Texte fourni -
* * * * * * *

On est accueilli par de lumineux yeux bleus et une poignée de main franche. «Comment va-t-on communiquer?» Tanya sourit, rassurante: «Je lis sur les lèvres et j’entends grâce à un implant, explique-t-elle avec une prononciation quasi-parfaite. Ne parlez pas trop doucement ni trop vite et c’est parfait!» La jeune femme est sourde de naissance. Elle apprend la langue des signes à 2 ans et un an plus tard, elle reçoit un implant qui lui permet d’entendre une partie des sons. «Mais c’est très artificiel, métallique, pas totalement distinct et s’il y a du brouhaha je ne comprends rien.» Sa scolarité obligatoire se déroule sans embûches, avec l’aide d’un interprète en classe et des cours intensifs de logopédie pour apprendre à moduler sa voix et construire sa prononciation.

«La santé? Tu rêves!»

* * * * * * *

Données brutes -

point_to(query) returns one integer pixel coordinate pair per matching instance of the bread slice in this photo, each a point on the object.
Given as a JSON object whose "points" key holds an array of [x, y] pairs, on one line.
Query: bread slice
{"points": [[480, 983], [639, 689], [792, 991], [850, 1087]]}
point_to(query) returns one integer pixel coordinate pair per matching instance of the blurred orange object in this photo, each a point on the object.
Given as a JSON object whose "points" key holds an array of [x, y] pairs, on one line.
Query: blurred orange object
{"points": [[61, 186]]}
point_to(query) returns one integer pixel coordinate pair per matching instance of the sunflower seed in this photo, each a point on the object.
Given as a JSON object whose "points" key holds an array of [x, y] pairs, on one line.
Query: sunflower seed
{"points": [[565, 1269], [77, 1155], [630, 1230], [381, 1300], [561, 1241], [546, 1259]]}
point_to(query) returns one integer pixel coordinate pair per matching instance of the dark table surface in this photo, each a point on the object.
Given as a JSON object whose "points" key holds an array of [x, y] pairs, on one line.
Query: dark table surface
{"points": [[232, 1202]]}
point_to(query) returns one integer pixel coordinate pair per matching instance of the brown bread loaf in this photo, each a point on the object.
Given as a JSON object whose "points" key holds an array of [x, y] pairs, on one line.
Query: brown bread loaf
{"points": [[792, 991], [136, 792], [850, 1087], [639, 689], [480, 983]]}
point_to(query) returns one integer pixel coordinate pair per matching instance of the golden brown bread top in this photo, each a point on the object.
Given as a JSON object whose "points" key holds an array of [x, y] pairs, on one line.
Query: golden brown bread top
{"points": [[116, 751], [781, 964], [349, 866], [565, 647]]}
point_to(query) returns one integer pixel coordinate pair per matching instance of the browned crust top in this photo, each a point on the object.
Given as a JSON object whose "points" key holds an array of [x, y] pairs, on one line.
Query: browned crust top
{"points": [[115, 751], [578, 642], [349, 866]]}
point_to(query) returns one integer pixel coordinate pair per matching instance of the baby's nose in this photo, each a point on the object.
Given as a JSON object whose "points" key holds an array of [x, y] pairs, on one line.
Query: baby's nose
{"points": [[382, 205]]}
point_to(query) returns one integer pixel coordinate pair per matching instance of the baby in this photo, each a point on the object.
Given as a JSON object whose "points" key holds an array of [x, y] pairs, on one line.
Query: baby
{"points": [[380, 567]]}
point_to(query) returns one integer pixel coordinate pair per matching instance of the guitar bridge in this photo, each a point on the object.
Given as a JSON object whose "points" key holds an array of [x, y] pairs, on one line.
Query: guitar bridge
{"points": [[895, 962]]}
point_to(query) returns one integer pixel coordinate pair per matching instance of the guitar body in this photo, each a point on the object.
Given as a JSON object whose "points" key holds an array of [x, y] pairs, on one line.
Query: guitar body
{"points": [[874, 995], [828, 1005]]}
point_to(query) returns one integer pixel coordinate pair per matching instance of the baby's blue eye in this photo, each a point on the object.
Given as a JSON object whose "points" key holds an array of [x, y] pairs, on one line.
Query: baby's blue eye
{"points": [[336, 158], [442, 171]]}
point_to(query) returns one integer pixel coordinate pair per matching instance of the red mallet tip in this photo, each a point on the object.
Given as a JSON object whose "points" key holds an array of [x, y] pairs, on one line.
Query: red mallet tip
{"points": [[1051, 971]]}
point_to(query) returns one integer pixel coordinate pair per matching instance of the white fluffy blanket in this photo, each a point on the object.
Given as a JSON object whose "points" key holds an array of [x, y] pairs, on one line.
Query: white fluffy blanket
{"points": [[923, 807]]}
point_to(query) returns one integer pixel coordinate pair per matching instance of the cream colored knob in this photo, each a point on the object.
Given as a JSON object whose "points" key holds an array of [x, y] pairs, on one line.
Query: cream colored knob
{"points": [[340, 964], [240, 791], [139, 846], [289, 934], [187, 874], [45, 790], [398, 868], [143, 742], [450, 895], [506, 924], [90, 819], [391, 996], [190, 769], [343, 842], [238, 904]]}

* * * * * * *

Consignes -
• a. Recopiez, dans le texte sur Tanya, le passage qui commence par les mots « On est accueilli » et se termine par « construire sa prononciation. ».
• b. Poursuivez le texte sur Tanya, jeune femme sourde de naissance, à partir de l'endroit où il s'arrête.
Les lignes ci-dessus forment un matériau à part, distinct du texte.

Corrigé des exercices -
• a.
On est accueilli par de lumineux yeux bleus et une poignée de main franche. «Comment va-t-on communiquer?» Tanya sourit, rassurante: «Je lis sur les lèvres et j’entends grâce à un implant, explique-t-elle avec une prononciation quasi-parfaite. Ne parlez pas trop doucement ni trop vite et c’est parfait!» La jeune femme est sourde de naissance. Elle apprend la langue des signes à 2 ans et un an plus tard, elle reçoit un implant qui lui permet d’entendre une partie des sons. «Mais c’est très artificiel, métallique, pas totalement distinct et s’il y a du brouhaha je ne comprends rien.» Sa scolarité obligatoire se déroule sans embûches, avec l’aide d’un interprète en classe et des cours intensifs de logopédie pour apprendre à moduler sa voix et construire sa prononciation.

• b.
Lorsqu’elle doit choisir son orientation professionnelle, il n’y a pas à tergiverser: ce sera infirmière. C’est moins l’évidence du côté de l’assurance invalidité (AI), qui prend en charge les frais auxiliaires liés au handicap, dont les interprètes. «J’ai fait une liste avec les métiers que j’aimais et ce que je ne voulais pas faire. Ma conseillère AI m’a dit: «Tout ce que tu as choisi est irréalisable. Tu rêves trop. Refais un choix parmi ceux que tu as écarté.» Refus de l’intéressée; elle intègre l’Ecole de culture générale (ECG) en filière santé. «La première chose que mon prof m’a dite c’est: comment tu vas faire avec le stéthoscope?» Inébranlable, Tanya maintient son cap et termine l’ECG avec de bonnes notes, à force de travail acharné et de quelques aménagements d’études.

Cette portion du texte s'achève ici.